_Assignment_: Reproduce every one of the following records verbatim, omitting the pictures from your answer.

_Input records_:

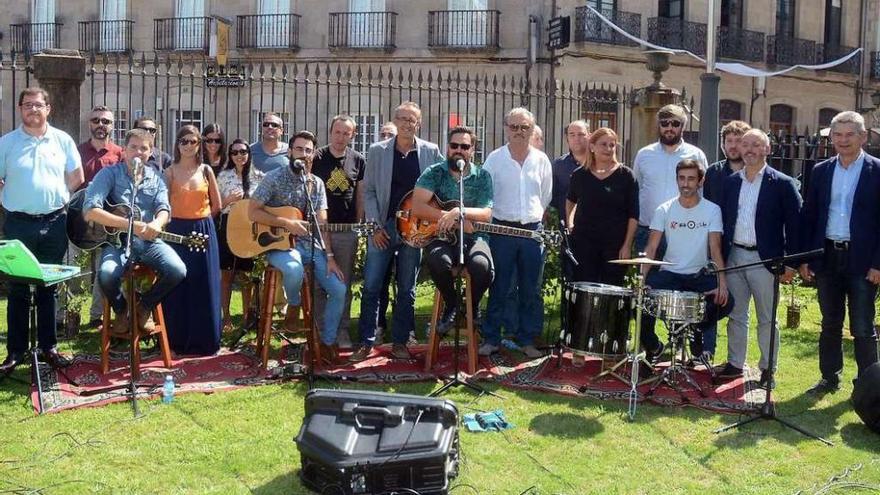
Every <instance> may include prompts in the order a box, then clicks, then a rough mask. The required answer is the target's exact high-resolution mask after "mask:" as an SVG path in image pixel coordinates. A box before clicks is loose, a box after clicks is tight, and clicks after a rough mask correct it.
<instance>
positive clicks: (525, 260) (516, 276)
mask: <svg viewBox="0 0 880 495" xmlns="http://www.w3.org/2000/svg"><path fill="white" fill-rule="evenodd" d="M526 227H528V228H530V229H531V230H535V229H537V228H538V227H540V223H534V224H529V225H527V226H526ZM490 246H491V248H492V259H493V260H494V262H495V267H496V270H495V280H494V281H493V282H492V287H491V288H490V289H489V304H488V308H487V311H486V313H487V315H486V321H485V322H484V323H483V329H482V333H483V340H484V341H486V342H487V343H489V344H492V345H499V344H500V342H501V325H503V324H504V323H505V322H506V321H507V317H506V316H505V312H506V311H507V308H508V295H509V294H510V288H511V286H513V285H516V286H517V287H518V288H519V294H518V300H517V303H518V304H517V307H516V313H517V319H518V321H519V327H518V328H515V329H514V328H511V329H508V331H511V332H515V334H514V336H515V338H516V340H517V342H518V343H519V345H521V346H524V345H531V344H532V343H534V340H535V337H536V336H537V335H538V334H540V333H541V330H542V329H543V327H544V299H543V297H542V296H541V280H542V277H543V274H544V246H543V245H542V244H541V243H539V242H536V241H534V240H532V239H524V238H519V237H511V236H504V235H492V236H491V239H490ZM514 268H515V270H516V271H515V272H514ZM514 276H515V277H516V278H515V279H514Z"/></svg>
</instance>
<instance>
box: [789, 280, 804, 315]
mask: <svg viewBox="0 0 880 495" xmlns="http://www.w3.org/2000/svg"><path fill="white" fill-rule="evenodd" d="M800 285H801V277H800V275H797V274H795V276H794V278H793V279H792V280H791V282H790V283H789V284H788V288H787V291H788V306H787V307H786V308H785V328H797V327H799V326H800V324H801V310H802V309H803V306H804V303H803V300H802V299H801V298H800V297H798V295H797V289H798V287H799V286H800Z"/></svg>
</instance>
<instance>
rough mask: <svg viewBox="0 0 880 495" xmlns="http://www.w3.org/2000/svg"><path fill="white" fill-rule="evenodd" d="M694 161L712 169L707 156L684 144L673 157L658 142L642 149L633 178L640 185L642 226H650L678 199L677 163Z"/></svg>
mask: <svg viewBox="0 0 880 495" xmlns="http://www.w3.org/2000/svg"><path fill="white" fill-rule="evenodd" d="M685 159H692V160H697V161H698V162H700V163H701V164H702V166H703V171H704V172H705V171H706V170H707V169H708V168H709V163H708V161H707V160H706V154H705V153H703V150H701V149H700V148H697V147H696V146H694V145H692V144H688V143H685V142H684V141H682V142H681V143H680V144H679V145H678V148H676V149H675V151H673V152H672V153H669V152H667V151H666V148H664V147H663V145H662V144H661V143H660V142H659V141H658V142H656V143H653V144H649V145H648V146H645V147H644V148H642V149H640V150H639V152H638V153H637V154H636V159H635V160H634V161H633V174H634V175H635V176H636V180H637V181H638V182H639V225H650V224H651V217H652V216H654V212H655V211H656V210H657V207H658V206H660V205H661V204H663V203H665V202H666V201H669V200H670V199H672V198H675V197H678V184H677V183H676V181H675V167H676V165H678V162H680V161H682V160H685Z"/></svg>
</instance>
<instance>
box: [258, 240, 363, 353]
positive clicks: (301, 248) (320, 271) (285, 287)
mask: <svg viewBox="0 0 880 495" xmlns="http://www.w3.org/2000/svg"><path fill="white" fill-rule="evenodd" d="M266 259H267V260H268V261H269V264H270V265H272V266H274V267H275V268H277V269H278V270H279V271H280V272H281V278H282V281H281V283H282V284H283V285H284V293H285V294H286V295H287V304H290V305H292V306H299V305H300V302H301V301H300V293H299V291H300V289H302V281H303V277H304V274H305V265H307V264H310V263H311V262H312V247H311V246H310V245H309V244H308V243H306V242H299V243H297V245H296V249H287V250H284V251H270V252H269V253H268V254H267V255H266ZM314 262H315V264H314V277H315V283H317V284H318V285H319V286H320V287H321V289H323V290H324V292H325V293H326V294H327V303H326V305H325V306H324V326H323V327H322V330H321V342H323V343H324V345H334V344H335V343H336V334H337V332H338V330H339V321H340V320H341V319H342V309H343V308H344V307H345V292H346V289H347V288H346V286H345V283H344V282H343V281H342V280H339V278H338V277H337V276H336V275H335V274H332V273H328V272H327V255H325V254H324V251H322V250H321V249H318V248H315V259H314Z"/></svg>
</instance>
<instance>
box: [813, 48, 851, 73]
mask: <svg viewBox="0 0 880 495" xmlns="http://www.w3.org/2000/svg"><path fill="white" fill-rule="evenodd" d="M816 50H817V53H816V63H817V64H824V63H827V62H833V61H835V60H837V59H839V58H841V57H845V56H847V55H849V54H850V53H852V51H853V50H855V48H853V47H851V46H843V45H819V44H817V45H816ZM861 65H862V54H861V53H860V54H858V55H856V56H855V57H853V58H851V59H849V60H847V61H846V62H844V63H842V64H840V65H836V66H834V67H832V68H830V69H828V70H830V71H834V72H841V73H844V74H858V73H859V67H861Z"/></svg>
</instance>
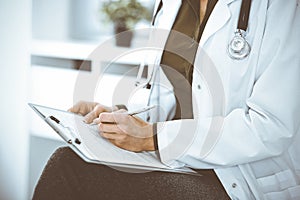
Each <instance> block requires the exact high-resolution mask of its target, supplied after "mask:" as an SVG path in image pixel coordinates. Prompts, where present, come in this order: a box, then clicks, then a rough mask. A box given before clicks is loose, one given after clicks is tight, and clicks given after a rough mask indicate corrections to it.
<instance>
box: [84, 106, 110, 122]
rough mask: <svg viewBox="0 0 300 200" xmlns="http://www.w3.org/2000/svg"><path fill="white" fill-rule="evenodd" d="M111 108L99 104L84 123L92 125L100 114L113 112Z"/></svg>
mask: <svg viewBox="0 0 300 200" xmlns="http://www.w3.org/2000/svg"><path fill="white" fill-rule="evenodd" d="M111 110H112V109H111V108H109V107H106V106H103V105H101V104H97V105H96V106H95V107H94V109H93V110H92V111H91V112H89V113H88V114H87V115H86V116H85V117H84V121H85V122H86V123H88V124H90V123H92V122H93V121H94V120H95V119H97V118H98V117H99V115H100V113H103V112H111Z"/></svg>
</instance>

_Solution below_:
Every <instance> may include prompts in the order a box, then clicks, then a rough mask. The required answer is the target's exact high-resolution mask after "mask:" as an SVG path in image pixel coordinates. A box before clicks is loose, a box after clicks is tight, and clicks after a rough mask correct it.
<instance>
positive clicks: (525, 260) (516, 276)
mask: <svg viewBox="0 0 880 495" xmlns="http://www.w3.org/2000/svg"><path fill="white" fill-rule="evenodd" d="M526 227H528V228H530V229H531V230H535V229H537V228H538V227H540V223H534V224H529V225H527V226H526ZM490 246H491V248H492V259H493V260H494V262H495V267H496V270H495V280H494V281H493V282H492V287H491V288H490V289H489V304H488V308H487V311H486V313H487V315H486V321H485V322H484V323H483V329H482V333H483V340H484V341H486V342H487V343H489V344H492V345H499V344H500V342H501V325H503V324H504V323H505V322H506V321H507V317H506V316H505V312H506V311H507V308H508V295H509V294H510V288H511V286H513V285H516V286H517V287H518V288H519V294H518V300H517V303H518V304H517V307H516V313H517V319H518V321H519V327H518V328H515V329H514V328H511V329H508V331H511V332H515V334H514V336H515V338H516V340H517V342H518V343H519V345H521V346H524V345H531V344H532V343H534V340H535V337H536V336H537V335H538V334H540V333H541V330H542V329H543V327H544V299H543V297H542V296H541V280H542V277H543V274H544V246H543V245H542V244H541V243H539V242H536V241H534V240H532V239H524V238H519V237H511V236H504V235H492V236H491V239H490ZM514 268H515V270H516V271H515V272H514ZM514 276H515V277H516V278H515V279H514Z"/></svg>
</instance>
<instance>
box: [789, 280, 804, 315]
mask: <svg viewBox="0 0 880 495" xmlns="http://www.w3.org/2000/svg"><path fill="white" fill-rule="evenodd" d="M800 285H801V277H800V275H797V274H795V276H794V278H793V279H792V280H791V282H790V283H789V284H788V288H787V291H788V306H787V307H786V308H785V328H797V327H799V326H800V324H801V310H802V309H803V306H804V303H803V300H802V299H801V298H800V297H798V295H797V289H798V287H799V286H800Z"/></svg>
</instance>
<instance>
rough mask: <svg viewBox="0 0 880 495" xmlns="http://www.w3.org/2000/svg"><path fill="white" fill-rule="evenodd" d="M694 161L712 169L707 156L684 144L673 157L658 142L642 149L633 178L640 185L642 226H650L678 199L677 163Z"/></svg>
mask: <svg viewBox="0 0 880 495" xmlns="http://www.w3.org/2000/svg"><path fill="white" fill-rule="evenodd" d="M685 159H692V160H697V161H698V162H700V163H701V164H702V166H703V171H704V172H705V171H706V170H707V169H708V168H709V163H708V161H707V160H706V154H705V153H703V150H701V149H700V148H697V147H696V146H694V145H692V144H688V143H685V142H684V141H682V142H681V143H680V144H679V145H678V148H676V149H675V151H673V152H672V153H669V152H667V151H666V148H664V147H663V145H662V144H661V143H660V142H659V141H658V142H656V143H653V144H649V145H648V146H645V147H644V148H642V149H640V150H639V152H638V153H637V154H636V159H635V160H634V161H633V174H634V175H635V176H636V180H637V181H638V182H639V225H650V224H651V217H652V216H654V212H655V211H656V210H657V207H658V206H660V205H661V204H663V203H665V202H666V201H669V200H670V199H672V198H675V197H678V184H677V183H676V181H675V167H676V165H678V162H680V161H682V160H685Z"/></svg>
</instance>
<instance>
box: [258, 240, 363, 353]
positive clicks: (301, 248) (320, 271) (285, 287)
mask: <svg viewBox="0 0 880 495" xmlns="http://www.w3.org/2000/svg"><path fill="white" fill-rule="evenodd" d="M266 259H267V260H268V261H269V264H270V265H272V266H274V267H275V268H277V269H278V270H279V271H280V272H281V278H282V281H281V283H282V284H283V285H284V293H285V294H286V295H287V304H290V305H292V306H299V305H300V302H301V301H300V293H299V291H300V289H302V281H303V277H304V274H305V265H307V264H310V263H311V262H312V247H311V246H310V245H309V244H308V243H306V242H299V243H297V245H296V249H287V250H284V251H270V252H269V253H268V254H267V255H266ZM314 262H315V264H314V277H315V283H317V284H318V285H319V286H320V287H321V289H323V290H324V292H325V293H326V294H327V303H326V305H325V306H324V326H323V327H322V330H321V342H323V343H324V345H334V344H335V343H336V334H337V332H338V330H339V321H340V320H341V319H342V309H343V308H344V307H345V292H346V289H347V288H346V286H345V283H344V282H343V281H342V280H339V278H338V277H337V276H336V275H335V274H332V273H328V272H327V255H325V254H324V251H322V250H321V249H318V248H315V259H314Z"/></svg>
</instance>
<instance>
box: [813, 48, 851, 73]
mask: <svg viewBox="0 0 880 495" xmlns="http://www.w3.org/2000/svg"><path fill="white" fill-rule="evenodd" d="M816 50H817V53H816V63H817V64H824V63H827V62H833V61H835V60H837V59H839V58H841V57H845V56H847V55H849V54H850V53H852V51H853V50H855V48H853V47H851V46H843V45H819V44H817V45H816ZM861 65H862V54H861V53H860V54H858V55H856V56H855V57H853V58H851V59H849V60H847V61H846V62H844V63H842V64H840V65H836V66H834V67H832V68H830V69H828V70H830V71H834V72H841V73H844V74H858V73H859V67H861Z"/></svg>
</instance>
Each <instance> block requires the exact high-resolution mask of its target, supplied after "mask:" as an SVG path in image pixel coordinates. Prompts, where present, come in this order: a box, then clicks, then a rough mask. A box given before clicks is loose, one given after clicks is tight, and clicks given after a rough mask indicate corrections to it.
<instance>
box: [84, 106, 110, 122]
rough mask: <svg viewBox="0 0 300 200" xmlns="http://www.w3.org/2000/svg"><path fill="white" fill-rule="evenodd" d="M111 108L99 104L84 123L92 125L100 114L113 112Z"/></svg>
mask: <svg viewBox="0 0 300 200" xmlns="http://www.w3.org/2000/svg"><path fill="white" fill-rule="evenodd" d="M111 110H112V109H111V108H109V107H106V106H103V105H101V104H97V105H96V106H95V107H94V109H93V110H92V111H91V112H89V113H88V114H87V115H86V116H85V117H84V121H85V122H86V123H88V124H90V123H92V122H93V121H94V120H95V119H97V118H98V117H99V115H100V113H103V112H111Z"/></svg>
</instance>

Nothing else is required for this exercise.